> _PASSAGE PROVIDED_
2.4 Number of Parameters
Parameter Count — Fully Connected
Layer
\[ \text{Params for layer } k = (n_{k-1}+1)\times n_k \]
\[ \text{Total} = \sum_{k=1}^{L}(n_{k-1}+1)\times n_k \]
\(n_{k-1}\) = neurons in previous layer
· \(n_k\) = neurons in current layer
· \(+1\) accounts for the bias weight per
neuron.
Example (Raschka): input=8, h1=12, h2=8, output=1 → \((8+1)\times12 + (12+1)\times8 + (8+1)\times1 = 108+104+9 = \mathbf{221}\) total params.
Example (Raschka): input=8, h1=12, h2=8, output=1 → \((8+1)\times12 + (12+1)\times8 + (8+1)\times1 = 108+104+9 = \mathbf{221}\) total params.

> _SHORT PROBLEM_
In the parameter-count passage above, what does the +1 in the formula account for?

Dataset rows showing where objects appear:
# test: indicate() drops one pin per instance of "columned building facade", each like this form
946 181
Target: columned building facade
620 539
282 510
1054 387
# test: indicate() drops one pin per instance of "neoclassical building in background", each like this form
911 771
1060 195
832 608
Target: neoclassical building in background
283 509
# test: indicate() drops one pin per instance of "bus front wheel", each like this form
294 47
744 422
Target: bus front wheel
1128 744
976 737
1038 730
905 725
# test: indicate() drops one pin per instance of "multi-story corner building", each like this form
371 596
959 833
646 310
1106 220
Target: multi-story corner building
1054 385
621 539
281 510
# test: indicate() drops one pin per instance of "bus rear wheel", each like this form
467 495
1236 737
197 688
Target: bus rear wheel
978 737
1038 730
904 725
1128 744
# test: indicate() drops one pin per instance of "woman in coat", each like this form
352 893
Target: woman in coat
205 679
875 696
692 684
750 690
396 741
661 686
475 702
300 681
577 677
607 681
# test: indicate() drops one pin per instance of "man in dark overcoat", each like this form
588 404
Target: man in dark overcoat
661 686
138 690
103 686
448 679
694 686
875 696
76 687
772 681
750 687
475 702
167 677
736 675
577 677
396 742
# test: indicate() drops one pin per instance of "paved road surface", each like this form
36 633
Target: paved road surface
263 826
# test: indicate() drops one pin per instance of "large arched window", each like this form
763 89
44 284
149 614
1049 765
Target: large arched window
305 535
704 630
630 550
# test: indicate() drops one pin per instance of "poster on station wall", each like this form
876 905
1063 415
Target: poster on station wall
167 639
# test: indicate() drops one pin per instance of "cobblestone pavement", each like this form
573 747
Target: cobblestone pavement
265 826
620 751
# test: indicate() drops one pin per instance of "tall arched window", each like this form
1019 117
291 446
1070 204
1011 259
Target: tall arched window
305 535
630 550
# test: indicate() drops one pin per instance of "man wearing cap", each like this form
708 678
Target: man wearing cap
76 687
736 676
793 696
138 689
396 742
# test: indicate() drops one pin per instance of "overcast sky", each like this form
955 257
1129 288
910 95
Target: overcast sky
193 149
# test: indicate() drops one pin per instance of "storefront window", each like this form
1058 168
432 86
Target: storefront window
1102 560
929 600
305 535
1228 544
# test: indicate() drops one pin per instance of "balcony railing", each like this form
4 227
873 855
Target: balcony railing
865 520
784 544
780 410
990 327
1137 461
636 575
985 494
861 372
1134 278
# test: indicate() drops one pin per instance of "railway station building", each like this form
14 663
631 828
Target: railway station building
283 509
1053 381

> _WRITTEN RESPONSE_
The bias weight per neuron.